What you need to do:
For each entry below, copy the text exactly and leave out any picture.

Supplied data:

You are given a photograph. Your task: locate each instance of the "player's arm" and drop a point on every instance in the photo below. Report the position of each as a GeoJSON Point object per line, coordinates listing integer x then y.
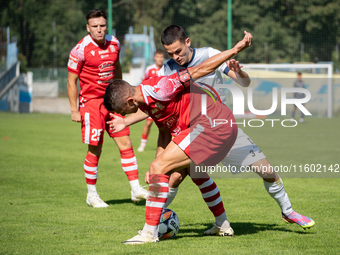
{"type": "Point", "coordinates": [118, 71]}
{"type": "Point", "coordinates": [119, 123]}
{"type": "Point", "coordinates": [72, 92]}
{"type": "Point", "coordinates": [164, 138]}
{"type": "Point", "coordinates": [237, 74]}
{"type": "Point", "coordinates": [211, 64]}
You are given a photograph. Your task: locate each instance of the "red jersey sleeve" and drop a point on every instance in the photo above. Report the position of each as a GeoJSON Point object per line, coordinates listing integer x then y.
{"type": "Point", "coordinates": [165, 88]}
{"type": "Point", "coordinates": [76, 59]}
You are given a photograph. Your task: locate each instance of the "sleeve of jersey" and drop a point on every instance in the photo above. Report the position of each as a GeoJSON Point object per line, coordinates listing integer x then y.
{"type": "Point", "coordinates": [168, 87]}
{"type": "Point", "coordinates": [222, 68]}
{"type": "Point", "coordinates": [76, 60]}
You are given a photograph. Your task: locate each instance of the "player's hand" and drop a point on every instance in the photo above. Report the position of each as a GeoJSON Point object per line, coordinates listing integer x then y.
{"type": "Point", "coordinates": [117, 124]}
{"type": "Point", "coordinates": [234, 65]}
{"type": "Point", "coordinates": [245, 43]}
{"type": "Point", "coordinates": [75, 116]}
{"type": "Point", "coordinates": [147, 175]}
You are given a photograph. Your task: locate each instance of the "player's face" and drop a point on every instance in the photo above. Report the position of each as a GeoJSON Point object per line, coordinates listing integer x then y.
{"type": "Point", "coordinates": [97, 28]}
{"type": "Point", "coordinates": [159, 59]}
{"type": "Point", "coordinates": [180, 52]}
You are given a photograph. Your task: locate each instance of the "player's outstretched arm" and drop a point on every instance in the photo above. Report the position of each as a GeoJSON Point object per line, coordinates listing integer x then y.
{"type": "Point", "coordinates": [72, 92]}
{"type": "Point", "coordinates": [237, 74]}
{"type": "Point", "coordinates": [119, 123]}
{"type": "Point", "coordinates": [211, 64]}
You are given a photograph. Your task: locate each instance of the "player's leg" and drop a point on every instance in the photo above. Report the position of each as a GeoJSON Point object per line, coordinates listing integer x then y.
{"type": "Point", "coordinates": [302, 116]}
{"type": "Point", "coordinates": [274, 186]}
{"type": "Point", "coordinates": [91, 174]}
{"type": "Point", "coordinates": [171, 159]}
{"type": "Point", "coordinates": [92, 133]}
{"type": "Point", "coordinates": [175, 180]}
{"type": "Point", "coordinates": [130, 166]}
{"type": "Point", "coordinates": [145, 134]}
{"type": "Point", "coordinates": [212, 198]}
{"type": "Point", "coordinates": [128, 158]}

Exercise output:
You are given a photograph. Your task: locate each instance of the "player's arm" and drop a point on every instance in the photo below. Report the position of each as a GeoJSON Point object per line, coordinates listing integer x then y.
{"type": "Point", "coordinates": [118, 71]}
{"type": "Point", "coordinates": [119, 123]}
{"type": "Point", "coordinates": [72, 92]}
{"type": "Point", "coordinates": [164, 138]}
{"type": "Point", "coordinates": [237, 74]}
{"type": "Point", "coordinates": [211, 64]}
You are given a photograph. Your task: locate each instance of the "red jersey sleeve" and drop a point on every instance in the photo above. Report the position of each as a GeoJSON Point object per line, coordinates listing integer x then y.
{"type": "Point", "coordinates": [165, 88]}
{"type": "Point", "coordinates": [76, 59]}
You are given a photograph. Your task: locate each instance of the "sleeve of jersey" and drop a point on every instance in the photo above. Report the position of each as a GeoJSON Point object per line, coordinates listing integer x then y.
{"type": "Point", "coordinates": [168, 87]}
{"type": "Point", "coordinates": [222, 68]}
{"type": "Point", "coordinates": [76, 60]}
You are given a photograph. Your task: locate each instance of the "player's hand" and drop a point on every instance in the photo above. Report the position of each as a GeoJSON Point object per line, coordinates listing integer x then y.
{"type": "Point", "coordinates": [117, 124]}
{"type": "Point", "coordinates": [234, 65]}
{"type": "Point", "coordinates": [245, 43]}
{"type": "Point", "coordinates": [75, 116]}
{"type": "Point", "coordinates": [147, 175]}
You are given a photograph. Your task: locate each instance of the "player's face" and drop a point on every instance in the photo above. Report the position of each as a GeoJSON Point object per line, coordinates listing integer x then y.
{"type": "Point", "coordinates": [97, 28]}
{"type": "Point", "coordinates": [159, 59]}
{"type": "Point", "coordinates": [180, 52]}
You are given a photograph. Your task: locate each instance of the "player's outstretched arm" and drop a point on every instance in the photo above. Report the position of each as a GeoJSON Point object per line, coordinates listing integer x then y.
{"type": "Point", "coordinates": [72, 92]}
{"type": "Point", "coordinates": [237, 74]}
{"type": "Point", "coordinates": [119, 123]}
{"type": "Point", "coordinates": [211, 64]}
You are given a photograph. Your task: locate each instance of the "player's leg" and drop a point on every instance in the photo above. Report the position of each as a GeoJSON Point object per line, coordinates listing integer x then y.
{"type": "Point", "coordinates": [302, 116]}
{"type": "Point", "coordinates": [274, 186]}
{"type": "Point", "coordinates": [91, 174]}
{"type": "Point", "coordinates": [171, 159]}
{"type": "Point", "coordinates": [92, 133]}
{"type": "Point", "coordinates": [175, 180]}
{"type": "Point", "coordinates": [130, 166]}
{"type": "Point", "coordinates": [145, 134]}
{"type": "Point", "coordinates": [212, 198]}
{"type": "Point", "coordinates": [128, 158]}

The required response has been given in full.